====== RECORDS FOR THIS EXERCISE ======
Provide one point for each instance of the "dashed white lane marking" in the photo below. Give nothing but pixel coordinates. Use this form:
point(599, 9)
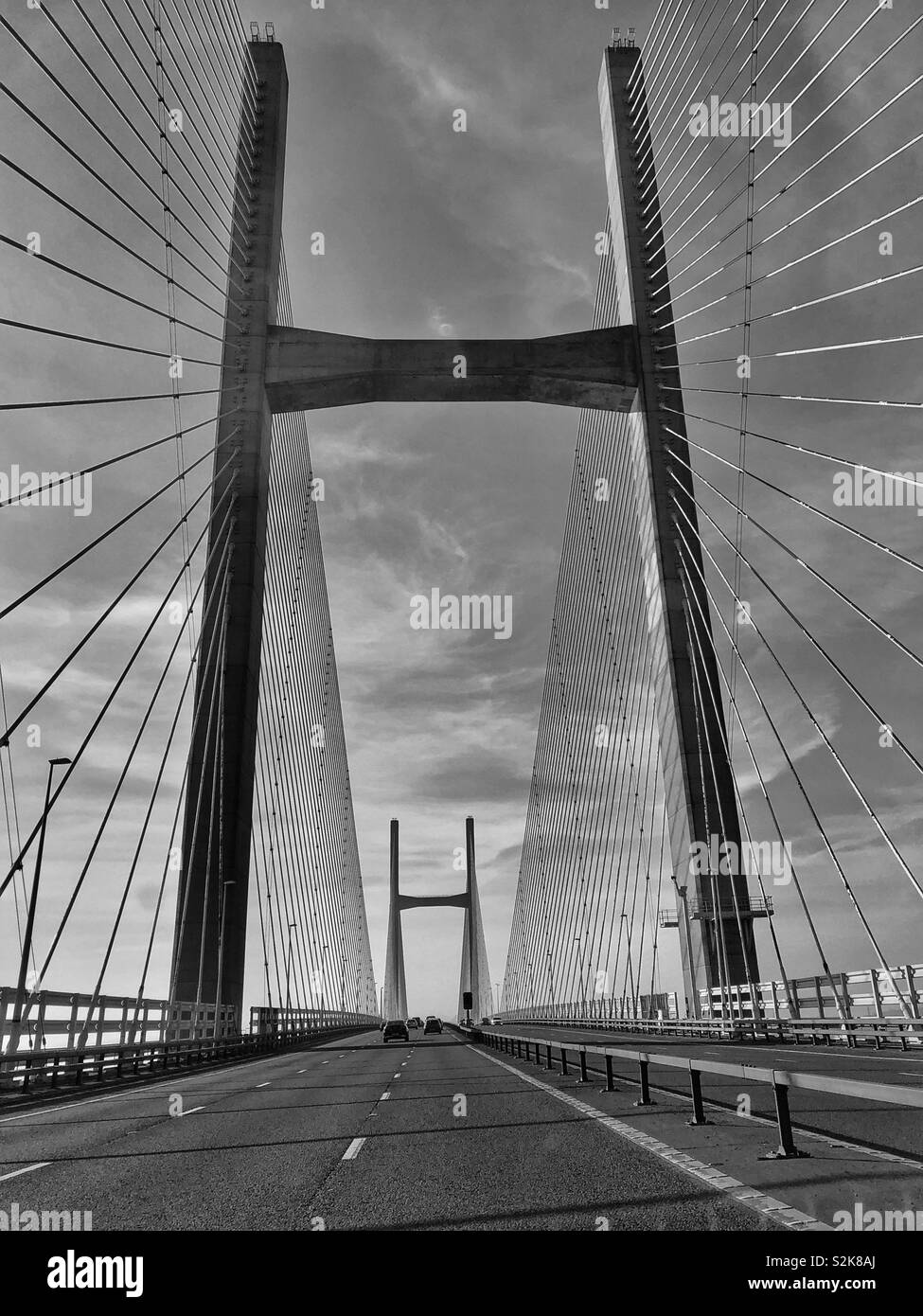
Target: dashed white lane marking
point(24, 1170)
point(758, 1201)
point(128, 1094)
======
*PROBLEM STATEMENT:* Reproduce the data above line for line, without changes, and omit the pictures.

*COMPLETE ANSWER:*
Provide one point for each instance of the "dashed white lane marking" in the photo below. Give nothing but pixel coordinates. Use this form:
point(599, 9)
Target: dashed white lane marking
point(24, 1170)
point(758, 1201)
point(128, 1094)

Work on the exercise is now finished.